Université Hassan II de Casablanca
Faculté des Lettres et des Sciences Humaines Ben M'sik
Laboratoire Langues, Littératures et Communication
Groupe de Recherche en Linguistique, Communication et Médias
10e Colloque international
La voix du silence et Le silence de la voix
17-18 avril 2025
Appel à communications
La voix est un moyen de communication essentiel, véhicule de l'expression personnelle, des émotions et des idées. Elle peut être entendue littéralement, à travers le langage parlé, mais aussi métaphoriquement, en tant que représentation de l'autorité, du pouvoir ou de l'identité individuelle et collective. Dans ce sens, Barthes (1962) explique que la voix est une matière sonore qui porte des significations profondes et corporelles, une abolition des limites, des classes (Barthes, 1966). Donc, outre le fait qu’elle est un moyen de communication, la voix est considérée comme le symbole de la libération des idées et des individus. Elle leur procure une force et un pouvoir. Mais, cette voix ou cette « parole autoritaire » (M. Bakhtine 1973) peut être investie par certains pour assujettir les voix « faibles ». Dans ce cas, nous désignons les aspects qui caractérisent la voix et font qu’elle soit différente d’une personne à une autre et d’un contexte à un autre. Il s’agit de la vocalité, de cet aspect qui, au delà du son et de la formulation verbale d’un message, permet au récepteur de se représenter un certain nombre d’idées sur la nature, le genre, le caractère, le statut, etc… du locuteur.
Le silence, souvent perçu comme une absence de son, est en réalité une forme de communication tout aussi puissante que la voix. Il peut signifier l'accord, la réflexion, le respect, ou encore la résistance et la marginalisation. Le silence peut être imposé ou choisi et son interprétation varie selon plusieurs facteurs, entre autres, le contexte culturel et social.

### Liste des données
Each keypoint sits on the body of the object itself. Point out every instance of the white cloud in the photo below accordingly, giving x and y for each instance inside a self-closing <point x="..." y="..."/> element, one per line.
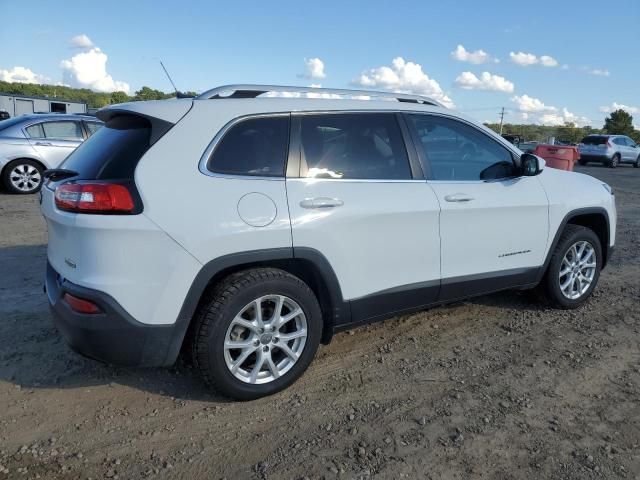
<point x="22" y="75"/>
<point x="619" y="106"/>
<point x="403" y="77"/>
<point x="547" y="61"/>
<point x="487" y="81"/>
<point x="526" y="59"/>
<point x="529" y="104"/>
<point x="315" y="68"/>
<point x="81" y="41"/>
<point x="523" y="59"/>
<point x="89" y="70"/>
<point x="477" y="57"/>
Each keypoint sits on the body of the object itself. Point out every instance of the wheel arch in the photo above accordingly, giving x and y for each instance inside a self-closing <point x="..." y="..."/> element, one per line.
<point x="307" y="264"/>
<point x="5" y="167"/>
<point x="9" y="162"/>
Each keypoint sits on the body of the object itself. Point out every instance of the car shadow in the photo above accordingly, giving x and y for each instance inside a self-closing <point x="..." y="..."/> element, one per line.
<point x="33" y="355"/>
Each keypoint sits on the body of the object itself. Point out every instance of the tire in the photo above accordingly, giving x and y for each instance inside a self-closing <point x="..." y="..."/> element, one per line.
<point x="615" y="161"/>
<point x="23" y="176"/>
<point x="229" y="315"/>
<point x="562" y="259"/>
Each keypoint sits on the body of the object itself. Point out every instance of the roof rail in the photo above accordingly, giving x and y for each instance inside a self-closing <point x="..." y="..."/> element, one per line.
<point x="253" y="91"/>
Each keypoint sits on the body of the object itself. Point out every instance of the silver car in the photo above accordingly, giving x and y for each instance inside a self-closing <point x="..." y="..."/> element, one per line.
<point x="30" y="144"/>
<point x="610" y="150"/>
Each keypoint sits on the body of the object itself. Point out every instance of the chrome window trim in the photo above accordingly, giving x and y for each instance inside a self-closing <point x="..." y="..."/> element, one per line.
<point x="50" y="120"/>
<point x="202" y="164"/>
<point x="352" y="180"/>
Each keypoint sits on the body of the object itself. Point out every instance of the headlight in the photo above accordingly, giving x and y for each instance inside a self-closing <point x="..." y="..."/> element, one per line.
<point x="608" y="188"/>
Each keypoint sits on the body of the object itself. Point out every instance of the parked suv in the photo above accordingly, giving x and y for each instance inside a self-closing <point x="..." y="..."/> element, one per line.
<point x="248" y="225"/>
<point x="29" y="144"/>
<point x="609" y="150"/>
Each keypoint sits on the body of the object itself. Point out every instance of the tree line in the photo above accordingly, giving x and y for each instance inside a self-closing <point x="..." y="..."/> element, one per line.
<point x="91" y="98"/>
<point x="619" y="122"/>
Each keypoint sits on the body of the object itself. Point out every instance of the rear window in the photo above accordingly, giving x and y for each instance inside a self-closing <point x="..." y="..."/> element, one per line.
<point x="594" y="140"/>
<point x="256" y="147"/>
<point x="10" y="122"/>
<point x="113" y="151"/>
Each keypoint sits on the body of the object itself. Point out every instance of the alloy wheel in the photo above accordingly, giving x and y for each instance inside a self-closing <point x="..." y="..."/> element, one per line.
<point x="25" y="177"/>
<point x="577" y="270"/>
<point x="265" y="339"/>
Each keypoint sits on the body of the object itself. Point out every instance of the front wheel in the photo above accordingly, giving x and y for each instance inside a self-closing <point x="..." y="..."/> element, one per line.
<point x="23" y="176"/>
<point x="257" y="334"/>
<point x="574" y="268"/>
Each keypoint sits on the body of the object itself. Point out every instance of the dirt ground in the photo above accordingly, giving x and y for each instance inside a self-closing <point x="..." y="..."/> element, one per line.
<point x="496" y="387"/>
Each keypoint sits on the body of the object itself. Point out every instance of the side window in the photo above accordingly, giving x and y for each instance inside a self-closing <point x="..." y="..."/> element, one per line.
<point x="63" y="130"/>
<point x="458" y="152"/>
<point x="93" y="127"/>
<point x="256" y="146"/>
<point x="35" y="131"/>
<point x="353" y="146"/>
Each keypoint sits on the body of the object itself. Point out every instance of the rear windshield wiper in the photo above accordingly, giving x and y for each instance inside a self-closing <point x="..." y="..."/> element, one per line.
<point x="57" y="174"/>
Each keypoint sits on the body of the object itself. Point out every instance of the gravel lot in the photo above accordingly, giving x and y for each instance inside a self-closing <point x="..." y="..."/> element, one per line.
<point x="497" y="387"/>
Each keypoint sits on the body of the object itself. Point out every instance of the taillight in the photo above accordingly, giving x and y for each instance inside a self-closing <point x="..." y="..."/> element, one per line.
<point x="80" y="305"/>
<point x="88" y="197"/>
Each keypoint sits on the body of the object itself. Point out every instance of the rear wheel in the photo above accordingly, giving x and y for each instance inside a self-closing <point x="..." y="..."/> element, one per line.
<point x="23" y="176"/>
<point x="257" y="334"/>
<point x="574" y="268"/>
<point x="615" y="161"/>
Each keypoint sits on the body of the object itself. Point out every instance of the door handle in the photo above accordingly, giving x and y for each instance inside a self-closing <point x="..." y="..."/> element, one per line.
<point x="458" y="197"/>
<point x="321" y="202"/>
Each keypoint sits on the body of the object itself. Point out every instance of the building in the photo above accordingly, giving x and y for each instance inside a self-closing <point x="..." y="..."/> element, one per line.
<point x="24" y="104"/>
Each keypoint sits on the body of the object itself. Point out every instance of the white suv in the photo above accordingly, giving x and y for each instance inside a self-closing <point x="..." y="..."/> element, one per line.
<point x="249" y="224"/>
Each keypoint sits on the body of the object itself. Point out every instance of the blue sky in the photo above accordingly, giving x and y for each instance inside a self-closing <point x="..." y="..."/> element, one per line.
<point x="581" y="56"/>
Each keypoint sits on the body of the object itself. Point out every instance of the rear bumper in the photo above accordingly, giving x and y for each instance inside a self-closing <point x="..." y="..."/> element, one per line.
<point x="112" y="336"/>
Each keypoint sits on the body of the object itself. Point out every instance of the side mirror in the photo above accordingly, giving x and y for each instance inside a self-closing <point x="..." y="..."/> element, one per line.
<point x="530" y="164"/>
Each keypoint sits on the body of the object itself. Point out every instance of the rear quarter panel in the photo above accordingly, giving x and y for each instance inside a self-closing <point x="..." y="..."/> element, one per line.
<point x="570" y="191"/>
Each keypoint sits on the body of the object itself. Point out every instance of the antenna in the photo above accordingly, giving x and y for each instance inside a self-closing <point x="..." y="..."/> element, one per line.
<point x="169" y="77"/>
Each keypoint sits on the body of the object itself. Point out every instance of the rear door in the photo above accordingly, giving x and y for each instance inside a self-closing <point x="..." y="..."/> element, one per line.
<point x="55" y="140"/>
<point x="631" y="149"/>
<point x="360" y="200"/>
<point x="493" y="224"/>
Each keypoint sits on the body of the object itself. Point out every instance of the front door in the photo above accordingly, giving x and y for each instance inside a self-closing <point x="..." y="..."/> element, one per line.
<point x="358" y="202"/>
<point x="493" y="224"/>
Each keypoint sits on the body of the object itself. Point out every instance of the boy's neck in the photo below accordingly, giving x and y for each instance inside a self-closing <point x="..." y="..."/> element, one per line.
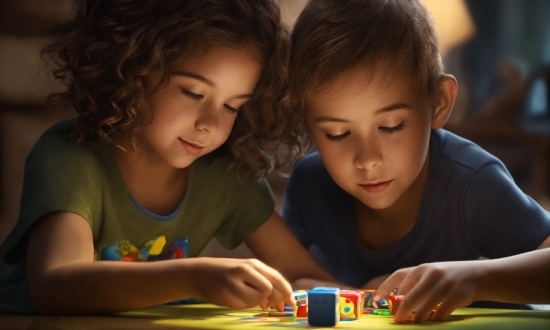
<point x="377" y="229"/>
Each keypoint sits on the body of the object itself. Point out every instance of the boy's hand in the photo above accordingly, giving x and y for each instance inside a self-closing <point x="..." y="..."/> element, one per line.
<point x="241" y="283"/>
<point x="453" y="284"/>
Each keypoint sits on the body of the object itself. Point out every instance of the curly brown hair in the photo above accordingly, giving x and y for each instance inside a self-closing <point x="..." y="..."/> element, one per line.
<point x="330" y="37"/>
<point x="106" y="51"/>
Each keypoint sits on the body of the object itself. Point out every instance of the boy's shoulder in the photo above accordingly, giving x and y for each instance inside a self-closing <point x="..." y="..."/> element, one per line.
<point x="310" y="170"/>
<point x="449" y="147"/>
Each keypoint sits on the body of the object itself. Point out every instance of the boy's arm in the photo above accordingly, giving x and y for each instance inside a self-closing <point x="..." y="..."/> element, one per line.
<point x="276" y="245"/>
<point x="522" y="278"/>
<point x="63" y="278"/>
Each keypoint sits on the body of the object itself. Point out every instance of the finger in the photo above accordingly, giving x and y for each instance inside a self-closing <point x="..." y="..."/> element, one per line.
<point x="420" y="297"/>
<point x="281" y="289"/>
<point x="443" y="311"/>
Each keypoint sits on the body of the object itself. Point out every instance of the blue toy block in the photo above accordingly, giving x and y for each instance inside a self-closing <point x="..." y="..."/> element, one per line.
<point x="323" y="306"/>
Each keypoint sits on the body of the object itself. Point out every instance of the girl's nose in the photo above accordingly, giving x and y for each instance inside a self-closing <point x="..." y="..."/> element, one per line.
<point x="368" y="154"/>
<point x="207" y="117"/>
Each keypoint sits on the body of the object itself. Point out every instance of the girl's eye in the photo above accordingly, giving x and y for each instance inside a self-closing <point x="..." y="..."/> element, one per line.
<point x="337" y="137"/>
<point x="231" y="109"/>
<point x="391" y="130"/>
<point x="191" y="95"/>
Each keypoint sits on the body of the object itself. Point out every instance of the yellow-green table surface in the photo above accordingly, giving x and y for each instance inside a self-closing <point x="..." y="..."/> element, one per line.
<point x="207" y="316"/>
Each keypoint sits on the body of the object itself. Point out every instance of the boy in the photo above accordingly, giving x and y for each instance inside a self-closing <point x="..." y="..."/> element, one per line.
<point x="388" y="187"/>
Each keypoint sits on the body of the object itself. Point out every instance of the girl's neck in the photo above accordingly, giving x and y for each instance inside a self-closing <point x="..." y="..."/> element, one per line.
<point x="155" y="185"/>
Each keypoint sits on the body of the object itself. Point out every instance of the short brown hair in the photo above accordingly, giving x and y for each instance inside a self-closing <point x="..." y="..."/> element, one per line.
<point x="112" y="45"/>
<point x="332" y="36"/>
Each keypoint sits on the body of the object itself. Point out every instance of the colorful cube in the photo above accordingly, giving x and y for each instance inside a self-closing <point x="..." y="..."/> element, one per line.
<point x="351" y="304"/>
<point x="323" y="306"/>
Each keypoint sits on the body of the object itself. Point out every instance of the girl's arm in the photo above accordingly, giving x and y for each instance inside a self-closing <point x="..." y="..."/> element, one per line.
<point x="275" y="244"/>
<point x="522" y="278"/>
<point x="63" y="278"/>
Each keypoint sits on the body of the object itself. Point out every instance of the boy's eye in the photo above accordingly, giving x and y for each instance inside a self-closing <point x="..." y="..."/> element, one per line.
<point x="337" y="137"/>
<point x="190" y="94"/>
<point x="394" y="129"/>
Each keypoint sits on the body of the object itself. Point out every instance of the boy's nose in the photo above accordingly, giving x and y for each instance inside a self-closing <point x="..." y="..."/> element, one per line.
<point x="368" y="155"/>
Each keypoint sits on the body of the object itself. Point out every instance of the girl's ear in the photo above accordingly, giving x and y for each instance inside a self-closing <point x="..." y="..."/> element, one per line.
<point x="445" y="100"/>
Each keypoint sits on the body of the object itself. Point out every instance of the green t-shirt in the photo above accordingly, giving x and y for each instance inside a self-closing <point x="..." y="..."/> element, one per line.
<point x="85" y="179"/>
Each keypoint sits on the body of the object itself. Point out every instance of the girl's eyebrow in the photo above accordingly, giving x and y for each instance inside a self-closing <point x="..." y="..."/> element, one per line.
<point x="392" y="107"/>
<point x="194" y="76"/>
<point x="323" y="119"/>
<point x="204" y="80"/>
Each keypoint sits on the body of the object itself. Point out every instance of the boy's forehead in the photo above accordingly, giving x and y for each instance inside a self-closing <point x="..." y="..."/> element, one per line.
<point x="355" y="80"/>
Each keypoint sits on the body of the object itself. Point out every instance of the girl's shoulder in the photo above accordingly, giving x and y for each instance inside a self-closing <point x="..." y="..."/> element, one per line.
<point x="55" y="148"/>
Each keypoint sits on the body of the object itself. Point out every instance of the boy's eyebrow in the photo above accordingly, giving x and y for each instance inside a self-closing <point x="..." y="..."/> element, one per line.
<point x="204" y="80"/>
<point x="392" y="107"/>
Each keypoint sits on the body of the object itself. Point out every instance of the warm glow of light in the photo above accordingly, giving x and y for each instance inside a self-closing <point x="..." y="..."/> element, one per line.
<point x="453" y="22"/>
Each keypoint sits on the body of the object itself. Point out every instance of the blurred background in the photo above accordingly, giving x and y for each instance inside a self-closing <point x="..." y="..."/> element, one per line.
<point x="499" y="50"/>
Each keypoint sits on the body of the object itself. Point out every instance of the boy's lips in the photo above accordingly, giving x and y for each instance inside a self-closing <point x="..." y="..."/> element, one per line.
<point x="375" y="187"/>
<point x="192" y="147"/>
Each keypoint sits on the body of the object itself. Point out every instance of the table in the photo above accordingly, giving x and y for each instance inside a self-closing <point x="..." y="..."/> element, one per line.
<point x="207" y="316"/>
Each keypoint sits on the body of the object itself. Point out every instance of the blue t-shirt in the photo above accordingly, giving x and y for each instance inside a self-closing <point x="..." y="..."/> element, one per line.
<point x="470" y="208"/>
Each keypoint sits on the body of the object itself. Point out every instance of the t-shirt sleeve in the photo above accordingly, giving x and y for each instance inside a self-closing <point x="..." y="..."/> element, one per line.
<point x="501" y="219"/>
<point x="250" y="208"/>
<point x="55" y="180"/>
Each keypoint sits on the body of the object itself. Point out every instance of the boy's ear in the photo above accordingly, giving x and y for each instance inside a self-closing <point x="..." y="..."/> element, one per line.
<point x="445" y="100"/>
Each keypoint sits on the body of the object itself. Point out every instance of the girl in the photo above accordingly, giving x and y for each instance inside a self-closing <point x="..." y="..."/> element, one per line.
<point x="179" y="103"/>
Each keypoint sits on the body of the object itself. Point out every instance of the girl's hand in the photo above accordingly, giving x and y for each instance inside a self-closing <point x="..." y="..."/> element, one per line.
<point x="241" y="283"/>
<point x="450" y="285"/>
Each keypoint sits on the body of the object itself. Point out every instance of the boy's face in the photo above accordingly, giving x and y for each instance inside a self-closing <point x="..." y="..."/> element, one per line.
<point x="372" y="132"/>
<point x="194" y="114"/>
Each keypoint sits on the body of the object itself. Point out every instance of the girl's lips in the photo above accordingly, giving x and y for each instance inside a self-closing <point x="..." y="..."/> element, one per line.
<point x="374" y="188"/>
<point x="192" y="148"/>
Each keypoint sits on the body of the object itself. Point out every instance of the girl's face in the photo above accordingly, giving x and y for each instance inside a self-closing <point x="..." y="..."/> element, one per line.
<point x="194" y="114"/>
<point x="372" y="132"/>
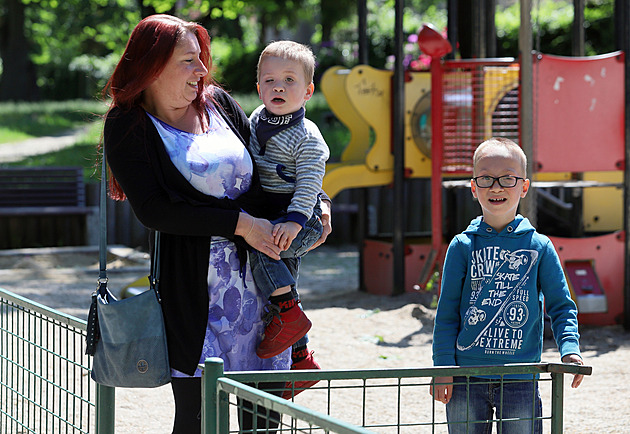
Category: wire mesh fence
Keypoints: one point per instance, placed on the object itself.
(45, 384)
(380, 401)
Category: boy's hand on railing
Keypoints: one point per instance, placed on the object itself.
(442, 389)
(574, 358)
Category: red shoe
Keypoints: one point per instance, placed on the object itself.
(284, 329)
(291, 390)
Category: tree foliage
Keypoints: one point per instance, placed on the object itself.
(61, 49)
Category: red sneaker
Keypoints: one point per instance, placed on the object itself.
(284, 329)
(291, 390)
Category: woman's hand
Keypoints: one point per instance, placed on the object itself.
(326, 223)
(258, 234)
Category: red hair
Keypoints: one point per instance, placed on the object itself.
(148, 50)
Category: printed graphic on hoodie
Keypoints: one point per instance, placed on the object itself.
(498, 303)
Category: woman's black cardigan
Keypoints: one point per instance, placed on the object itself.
(164, 200)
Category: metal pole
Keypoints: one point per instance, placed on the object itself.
(398, 126)
(577, 40)
(452, 18)
(363, 42)
(363, 192)
(528, 204)
(557, 398)
(105, 409)
(212, 371)
(623, 32)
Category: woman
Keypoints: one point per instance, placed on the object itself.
(175, 145)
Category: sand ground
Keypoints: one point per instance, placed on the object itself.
(351, 330)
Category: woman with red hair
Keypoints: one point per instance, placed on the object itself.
(175, 143)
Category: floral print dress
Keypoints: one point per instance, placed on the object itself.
(217, 163)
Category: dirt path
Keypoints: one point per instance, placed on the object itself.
(351, 330)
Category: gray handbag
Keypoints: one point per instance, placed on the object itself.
(127, 337)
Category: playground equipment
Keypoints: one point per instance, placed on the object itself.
(578, 156)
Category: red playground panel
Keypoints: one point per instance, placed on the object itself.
(579, 113)
(605, 254)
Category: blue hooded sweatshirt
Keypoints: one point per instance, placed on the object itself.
(494, 286)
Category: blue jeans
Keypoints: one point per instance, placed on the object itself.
(477, 401)
(270, 274)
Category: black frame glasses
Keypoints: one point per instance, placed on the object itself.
(505, 181)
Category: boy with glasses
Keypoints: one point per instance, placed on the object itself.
(498, 274)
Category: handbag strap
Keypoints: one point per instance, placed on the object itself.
(154, 279)
(102, 276)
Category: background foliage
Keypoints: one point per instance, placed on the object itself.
(68, 48)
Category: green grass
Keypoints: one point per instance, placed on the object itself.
(26, 120)
(84, 154)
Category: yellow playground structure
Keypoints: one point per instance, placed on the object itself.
(578, 157)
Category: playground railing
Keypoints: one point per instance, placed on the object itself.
(45, 384)
(372, 400)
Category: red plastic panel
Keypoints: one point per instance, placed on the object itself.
(579, 113)
(606, 253)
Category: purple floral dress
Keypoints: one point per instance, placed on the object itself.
(217, 163)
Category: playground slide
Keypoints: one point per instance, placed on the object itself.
(362, 99)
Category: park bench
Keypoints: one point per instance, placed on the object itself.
(43, 206)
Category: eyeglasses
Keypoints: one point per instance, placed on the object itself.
(505, 181)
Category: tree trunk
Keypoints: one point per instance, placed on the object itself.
(18, 81)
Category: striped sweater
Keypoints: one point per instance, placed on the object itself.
(298, 153)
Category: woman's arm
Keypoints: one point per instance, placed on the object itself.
(326, 206)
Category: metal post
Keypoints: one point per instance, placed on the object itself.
(398, 126)
(490, 29)
(623, 38)
(528, 204)
(105, 409)
(577, 39)
(210, 417)
(363, 192)
(363, 41)
(557, 396)
(451, 28)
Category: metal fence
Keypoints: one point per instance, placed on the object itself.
(45, 387)
(45, 384)
(381, 401)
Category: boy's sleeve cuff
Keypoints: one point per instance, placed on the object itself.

### Consigne
D'après l'appel à communications, que peut signifier le silence ? Les données ne sont pas utiles ici.

### Corrigé
L'accord, la réflexion, le respect, ou encore la résistance et la marginalisation.